- _ACTION ITEM A_: For each statement below, say whether it agrees with the Tosca review that follows, and answer yes or no with the deciding words of the review quoted: (i) Fehr's production sets the opera in Mussolini's Italy; (ii) the surveillance screens show the "real" settings; (iii) Tosca sings "Vissi d'arte" from the floor.
- _ACTION ITEM B_: Write what comes next in the Tosca review below, starting after its final sentence.

- _TEXT SHOWN_:
As for that ‘update’: this tends to be fascism, with Mussolini’s Italy as a go-to setting. Whenever I read about a Mussolini-era Tosca – is it such a coincidence that this phenomenon is predominantly driven by Anglophone directors? – the fascism seems only ever to be present as superficial window-dressing. It’s frustrating and unsatisfying to watch a production that uses the fascist aesthetic, of all things, as something eye-catching and decorative – while obstinately declining to relate 20th-century horrors to the opera’s substance in any meaningful way.

Harry Fehr’s new production for the Dutch Touring Opera is not another Mussolini Tosca but does relocate the action to a menacingly authoritarian present: essentially the same conceit. The entire opera is set in the police headquarters of a modern police state. The letters and logo of the ‘Polizia di Stato’ bear down on the set from above a bank of surveillance screens. To the left, shelves filled with evidence boxes rise to the flies. A cubicle with blinds is placed upstage right, and in front of that Scarpia’s desk. Downstage is a large clear space where most of the action takes place.

Before the opera begins, officials exchange words, ordering the surveillance to commence. The Sacristan and Cavaradossi then burst through the main door to the room, which at that moment becomes Sant’Andrea della Valle. The cubicle becomes the Attavanti chapel, the police officers’ water cooler becomes the church’s holy water font, and similar substitutions continue through all the three acts. We don’t even need to figure out what is being substituted for what, as the ‘real’ settings are shown on the surveillance screens. Indeed, the entire action of the opera is mirrored there, with avatars for all the characters simulating all their blocking and gestures in near real-time.

But what plays out amid this seemingly topical dystopia is cravenly identical to any ultra-traditional Tosca. Even the candlestick fetishists are indulged, when Tosca returns to Scarpia’s body and switches on his desk lamp in the usual ceremonial manner, although she does deliver ‘Vissi d’arte’ sitting rather than from the floor. One ‘twist’, thanks to the screens, comes when we are shown a livestream of Tosca performing her cantata – I think this was intended, embarrassingly, to be a coup de théâtre. The rest of the stage action offers nothing you haven’t already seen in a hundred other productions, and by virtue of the CGI movements on the screens you watch it all in duplicate. In order for a work this familiar to unsettle and put you on edge – in the program, Fehr does create this expectation by likening it to a ‘thriller’ – surely the events on stage have to be more unpredictable and, at the very least, far less timid?

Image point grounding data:
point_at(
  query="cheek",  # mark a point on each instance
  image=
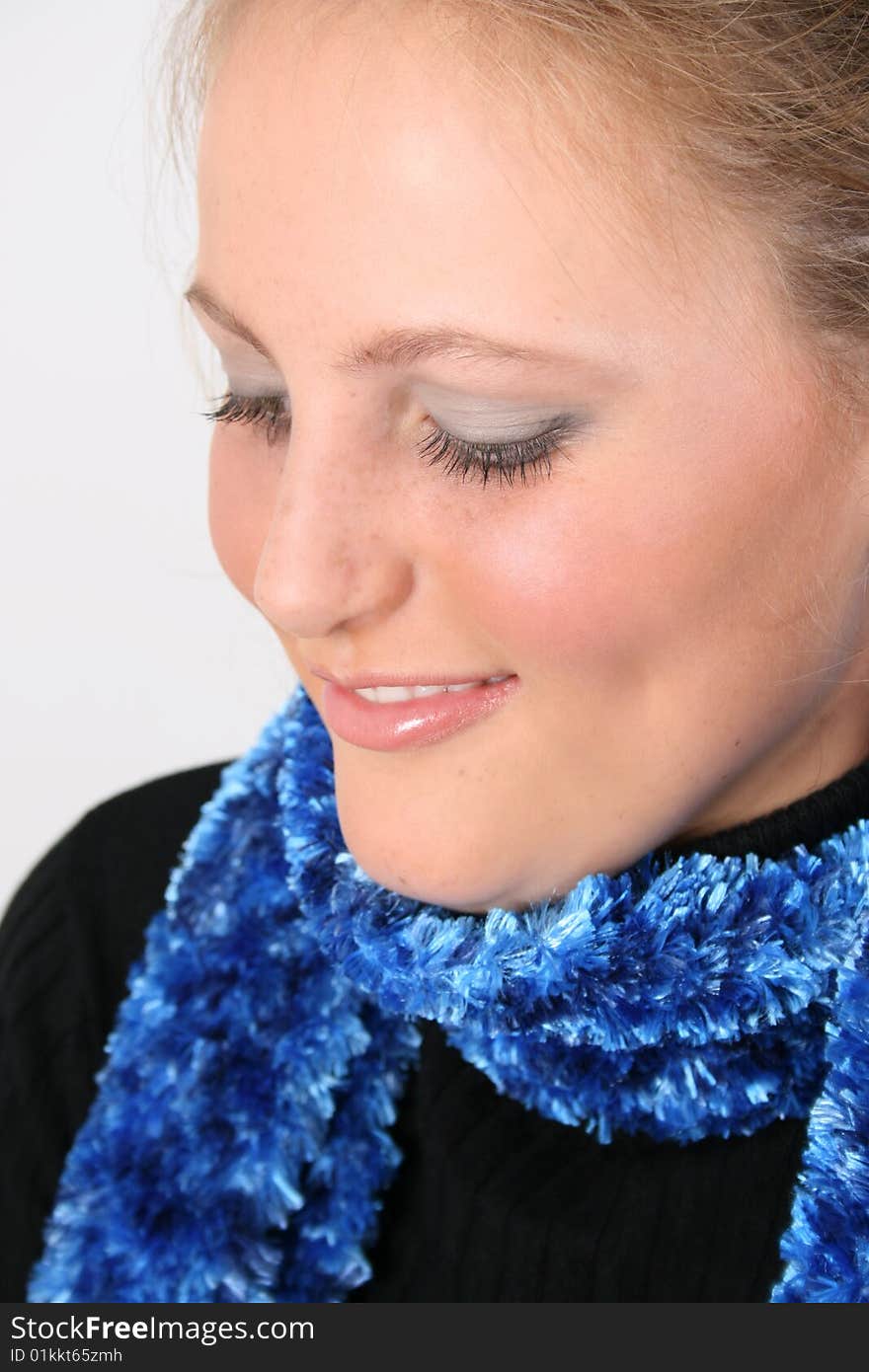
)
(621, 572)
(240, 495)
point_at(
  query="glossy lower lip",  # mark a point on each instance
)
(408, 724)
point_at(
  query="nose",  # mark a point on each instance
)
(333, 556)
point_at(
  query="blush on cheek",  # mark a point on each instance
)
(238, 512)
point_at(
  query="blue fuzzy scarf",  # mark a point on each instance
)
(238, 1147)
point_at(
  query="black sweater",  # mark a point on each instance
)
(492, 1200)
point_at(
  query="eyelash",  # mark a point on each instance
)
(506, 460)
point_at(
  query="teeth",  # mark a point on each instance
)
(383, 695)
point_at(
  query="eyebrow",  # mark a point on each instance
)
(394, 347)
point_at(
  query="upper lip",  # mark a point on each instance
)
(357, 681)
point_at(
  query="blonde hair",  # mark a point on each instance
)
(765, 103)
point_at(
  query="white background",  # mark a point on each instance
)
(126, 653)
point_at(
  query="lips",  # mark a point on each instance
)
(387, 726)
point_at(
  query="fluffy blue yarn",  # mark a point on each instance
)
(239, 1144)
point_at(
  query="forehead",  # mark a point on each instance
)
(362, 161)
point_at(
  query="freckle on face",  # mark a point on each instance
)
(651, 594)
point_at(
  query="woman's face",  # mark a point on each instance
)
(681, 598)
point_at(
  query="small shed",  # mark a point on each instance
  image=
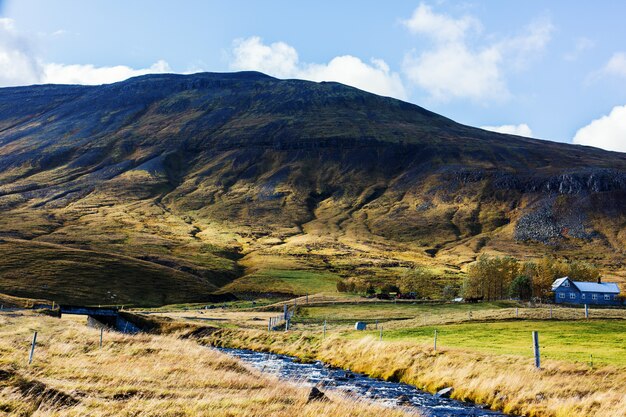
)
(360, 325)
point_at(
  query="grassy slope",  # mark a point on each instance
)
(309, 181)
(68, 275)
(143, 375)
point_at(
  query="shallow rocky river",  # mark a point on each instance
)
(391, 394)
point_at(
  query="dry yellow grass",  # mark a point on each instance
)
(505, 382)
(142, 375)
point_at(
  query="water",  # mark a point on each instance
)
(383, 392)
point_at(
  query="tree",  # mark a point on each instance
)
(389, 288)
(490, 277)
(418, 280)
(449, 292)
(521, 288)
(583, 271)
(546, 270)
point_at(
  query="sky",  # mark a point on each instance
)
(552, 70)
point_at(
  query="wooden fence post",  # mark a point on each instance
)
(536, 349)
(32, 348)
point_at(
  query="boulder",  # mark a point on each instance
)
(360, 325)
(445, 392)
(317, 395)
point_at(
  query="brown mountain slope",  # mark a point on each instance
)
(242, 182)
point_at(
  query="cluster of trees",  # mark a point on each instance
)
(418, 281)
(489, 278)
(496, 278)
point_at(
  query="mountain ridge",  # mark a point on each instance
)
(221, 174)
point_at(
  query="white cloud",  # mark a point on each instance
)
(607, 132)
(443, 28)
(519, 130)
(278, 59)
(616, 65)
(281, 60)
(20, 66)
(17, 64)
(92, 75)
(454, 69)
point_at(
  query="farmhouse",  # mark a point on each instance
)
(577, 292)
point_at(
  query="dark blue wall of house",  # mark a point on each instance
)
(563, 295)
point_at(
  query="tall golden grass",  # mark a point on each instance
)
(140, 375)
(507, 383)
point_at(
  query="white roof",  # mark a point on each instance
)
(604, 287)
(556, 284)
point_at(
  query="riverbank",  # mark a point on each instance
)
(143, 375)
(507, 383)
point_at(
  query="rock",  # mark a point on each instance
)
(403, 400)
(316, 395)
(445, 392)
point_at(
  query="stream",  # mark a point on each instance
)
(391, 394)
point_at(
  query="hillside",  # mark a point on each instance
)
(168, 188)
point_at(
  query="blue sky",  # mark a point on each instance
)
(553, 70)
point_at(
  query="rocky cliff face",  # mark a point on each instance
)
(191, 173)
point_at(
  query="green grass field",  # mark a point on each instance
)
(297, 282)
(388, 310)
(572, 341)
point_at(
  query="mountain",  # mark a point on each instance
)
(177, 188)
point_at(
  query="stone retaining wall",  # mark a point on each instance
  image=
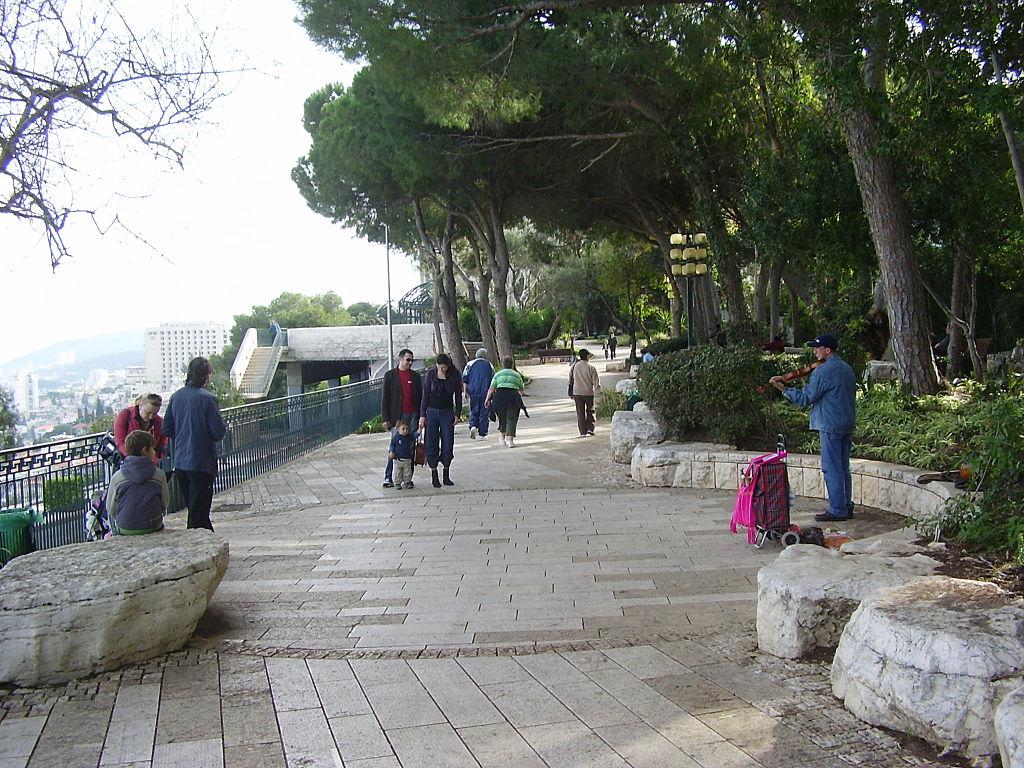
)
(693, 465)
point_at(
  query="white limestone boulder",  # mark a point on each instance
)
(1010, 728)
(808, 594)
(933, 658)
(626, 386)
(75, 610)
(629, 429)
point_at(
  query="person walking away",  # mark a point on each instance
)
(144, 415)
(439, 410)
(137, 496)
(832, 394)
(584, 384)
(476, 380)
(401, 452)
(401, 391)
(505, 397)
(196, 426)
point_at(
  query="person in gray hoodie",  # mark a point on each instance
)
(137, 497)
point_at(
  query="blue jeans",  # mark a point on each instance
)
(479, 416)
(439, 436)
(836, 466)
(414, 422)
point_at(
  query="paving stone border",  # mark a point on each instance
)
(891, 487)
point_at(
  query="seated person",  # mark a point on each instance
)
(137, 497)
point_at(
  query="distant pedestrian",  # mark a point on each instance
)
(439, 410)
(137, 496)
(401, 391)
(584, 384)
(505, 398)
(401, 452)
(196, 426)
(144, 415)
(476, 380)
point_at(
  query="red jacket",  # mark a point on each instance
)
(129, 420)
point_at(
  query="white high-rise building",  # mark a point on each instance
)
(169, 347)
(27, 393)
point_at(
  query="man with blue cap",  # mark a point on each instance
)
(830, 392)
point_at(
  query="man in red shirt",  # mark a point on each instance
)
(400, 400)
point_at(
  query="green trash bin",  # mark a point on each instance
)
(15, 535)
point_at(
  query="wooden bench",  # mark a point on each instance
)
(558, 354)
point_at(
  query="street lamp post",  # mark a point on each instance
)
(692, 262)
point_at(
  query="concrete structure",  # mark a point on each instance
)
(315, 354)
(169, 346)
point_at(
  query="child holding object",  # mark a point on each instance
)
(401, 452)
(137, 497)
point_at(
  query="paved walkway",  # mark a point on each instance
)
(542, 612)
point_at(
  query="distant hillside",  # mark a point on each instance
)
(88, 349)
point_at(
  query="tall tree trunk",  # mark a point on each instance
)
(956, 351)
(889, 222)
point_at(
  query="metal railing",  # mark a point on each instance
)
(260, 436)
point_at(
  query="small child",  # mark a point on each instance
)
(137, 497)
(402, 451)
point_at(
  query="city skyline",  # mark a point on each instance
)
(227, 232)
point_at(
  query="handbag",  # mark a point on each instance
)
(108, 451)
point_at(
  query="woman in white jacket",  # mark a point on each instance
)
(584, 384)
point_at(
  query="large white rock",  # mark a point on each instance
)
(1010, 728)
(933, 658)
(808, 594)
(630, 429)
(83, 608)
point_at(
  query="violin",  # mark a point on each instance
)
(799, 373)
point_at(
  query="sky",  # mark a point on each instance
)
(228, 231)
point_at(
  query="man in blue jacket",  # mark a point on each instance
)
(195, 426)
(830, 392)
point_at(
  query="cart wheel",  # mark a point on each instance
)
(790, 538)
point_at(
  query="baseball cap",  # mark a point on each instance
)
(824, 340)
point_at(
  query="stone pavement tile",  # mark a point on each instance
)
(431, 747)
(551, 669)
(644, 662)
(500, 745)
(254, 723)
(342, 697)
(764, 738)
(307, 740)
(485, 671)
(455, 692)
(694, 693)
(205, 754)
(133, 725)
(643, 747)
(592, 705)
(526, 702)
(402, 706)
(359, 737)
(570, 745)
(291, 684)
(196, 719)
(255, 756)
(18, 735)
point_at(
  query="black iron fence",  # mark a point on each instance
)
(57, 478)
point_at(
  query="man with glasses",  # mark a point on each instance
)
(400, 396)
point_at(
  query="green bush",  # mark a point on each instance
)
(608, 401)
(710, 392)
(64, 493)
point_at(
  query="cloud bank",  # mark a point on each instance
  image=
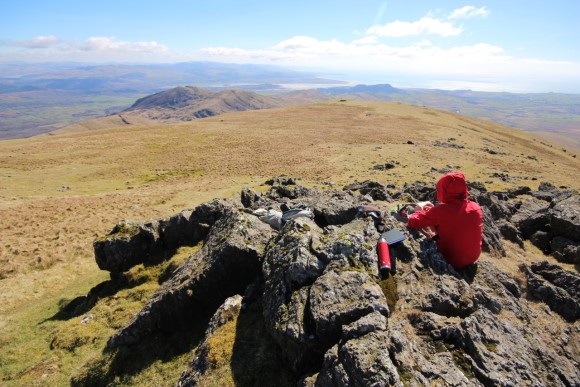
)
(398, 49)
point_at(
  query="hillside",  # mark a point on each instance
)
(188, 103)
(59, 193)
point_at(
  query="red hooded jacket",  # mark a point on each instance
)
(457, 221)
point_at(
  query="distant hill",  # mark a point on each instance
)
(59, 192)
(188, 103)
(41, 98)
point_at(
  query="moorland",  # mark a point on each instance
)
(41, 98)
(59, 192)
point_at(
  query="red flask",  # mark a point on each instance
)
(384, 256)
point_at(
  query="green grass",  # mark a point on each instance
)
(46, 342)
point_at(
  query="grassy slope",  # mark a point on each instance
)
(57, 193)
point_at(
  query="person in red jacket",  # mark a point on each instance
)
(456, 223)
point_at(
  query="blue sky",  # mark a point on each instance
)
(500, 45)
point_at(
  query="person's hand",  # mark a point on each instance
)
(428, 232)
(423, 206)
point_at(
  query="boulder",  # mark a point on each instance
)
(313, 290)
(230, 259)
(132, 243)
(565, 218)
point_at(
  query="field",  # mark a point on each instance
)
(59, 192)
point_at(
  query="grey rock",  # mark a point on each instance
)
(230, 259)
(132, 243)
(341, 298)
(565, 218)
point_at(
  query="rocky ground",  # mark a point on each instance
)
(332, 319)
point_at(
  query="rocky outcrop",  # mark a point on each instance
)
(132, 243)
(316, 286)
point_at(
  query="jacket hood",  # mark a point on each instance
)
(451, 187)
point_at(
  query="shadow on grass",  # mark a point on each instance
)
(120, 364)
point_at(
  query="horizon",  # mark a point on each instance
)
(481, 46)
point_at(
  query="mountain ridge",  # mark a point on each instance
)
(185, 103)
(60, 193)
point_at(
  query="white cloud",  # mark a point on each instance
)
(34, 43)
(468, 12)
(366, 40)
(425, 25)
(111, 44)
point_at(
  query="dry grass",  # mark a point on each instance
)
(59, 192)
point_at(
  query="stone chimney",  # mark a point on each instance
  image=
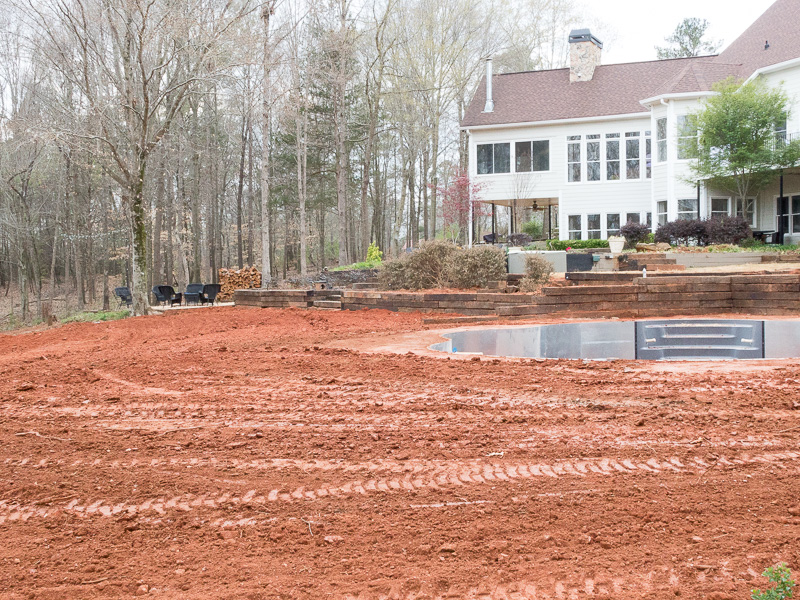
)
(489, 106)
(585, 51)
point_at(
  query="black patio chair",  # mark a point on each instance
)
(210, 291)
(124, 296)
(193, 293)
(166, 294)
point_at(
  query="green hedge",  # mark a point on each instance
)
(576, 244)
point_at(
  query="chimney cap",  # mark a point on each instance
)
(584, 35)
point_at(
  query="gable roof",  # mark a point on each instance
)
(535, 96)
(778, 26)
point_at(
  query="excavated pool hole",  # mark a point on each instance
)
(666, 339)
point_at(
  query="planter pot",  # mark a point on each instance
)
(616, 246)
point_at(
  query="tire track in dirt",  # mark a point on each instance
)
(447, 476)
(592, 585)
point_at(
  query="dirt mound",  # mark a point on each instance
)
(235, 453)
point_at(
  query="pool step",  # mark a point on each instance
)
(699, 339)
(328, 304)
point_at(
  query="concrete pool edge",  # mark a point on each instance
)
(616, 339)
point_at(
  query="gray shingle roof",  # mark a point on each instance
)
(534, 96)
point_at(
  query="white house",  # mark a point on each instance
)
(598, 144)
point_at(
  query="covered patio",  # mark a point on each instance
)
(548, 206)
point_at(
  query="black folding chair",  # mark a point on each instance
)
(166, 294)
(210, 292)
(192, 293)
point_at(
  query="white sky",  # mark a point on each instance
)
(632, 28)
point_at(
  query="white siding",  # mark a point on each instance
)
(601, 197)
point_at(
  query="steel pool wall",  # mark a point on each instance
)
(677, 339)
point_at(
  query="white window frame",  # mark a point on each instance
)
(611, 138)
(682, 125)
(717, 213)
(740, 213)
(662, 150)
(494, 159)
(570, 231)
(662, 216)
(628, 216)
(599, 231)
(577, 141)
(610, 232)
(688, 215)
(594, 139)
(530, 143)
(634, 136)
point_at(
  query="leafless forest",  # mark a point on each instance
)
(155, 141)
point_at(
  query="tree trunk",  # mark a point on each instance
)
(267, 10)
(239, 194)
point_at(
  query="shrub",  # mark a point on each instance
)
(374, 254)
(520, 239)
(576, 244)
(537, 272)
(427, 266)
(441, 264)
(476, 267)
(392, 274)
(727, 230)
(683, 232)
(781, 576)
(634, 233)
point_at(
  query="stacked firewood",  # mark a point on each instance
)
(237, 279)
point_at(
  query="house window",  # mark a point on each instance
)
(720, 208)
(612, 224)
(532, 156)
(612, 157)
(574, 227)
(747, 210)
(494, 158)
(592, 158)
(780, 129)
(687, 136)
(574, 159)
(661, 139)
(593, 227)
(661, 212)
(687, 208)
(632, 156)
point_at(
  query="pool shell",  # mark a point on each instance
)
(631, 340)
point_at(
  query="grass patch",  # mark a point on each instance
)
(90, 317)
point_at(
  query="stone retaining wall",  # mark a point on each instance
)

- _RESPONSE A_:
(i) No: "is not another Mussolini Tosca but does relocate the action to a menacingly authoritarian present"
(ii) Yes: "the ‘real’ settings are shown on the surveillance screens"
(iii) No: "she does deliver ‘Vissi d’arte’ sitting rather than from the floor"

- _RESPONSE B_:
The problems of the staging weren’t helped by conductor David Parry’s measured, almost plodding tempi. The score calls for more turbulence than was on offer here and the snarl of the music associated with Scarpia didn’t come through either. Still, the smoothness of the Orkest van het Oosten’s playing, even if too genteel for Tosca, did sound elegantly honed, especially in the winds. An interesting transparency of texture throughout, leaning towards chamber music, was otherwise the most striking aspect of the conducting.

I liked Kari Postma’s Tosca very much. There’s a lush, wholesome glow to her timbre that feels almost nourishing to listen to and she has the technique to handle the role effortlessly – two qualities which more than offset the strident edge she lacks to make Tosca an imperious diva. It’s hardly necessary to see every Tosca chew the scenery, and while Postma’s pragmatic Tosca was harder to believe as a murderess, her calmer take on the character generally succeeded on its own terms.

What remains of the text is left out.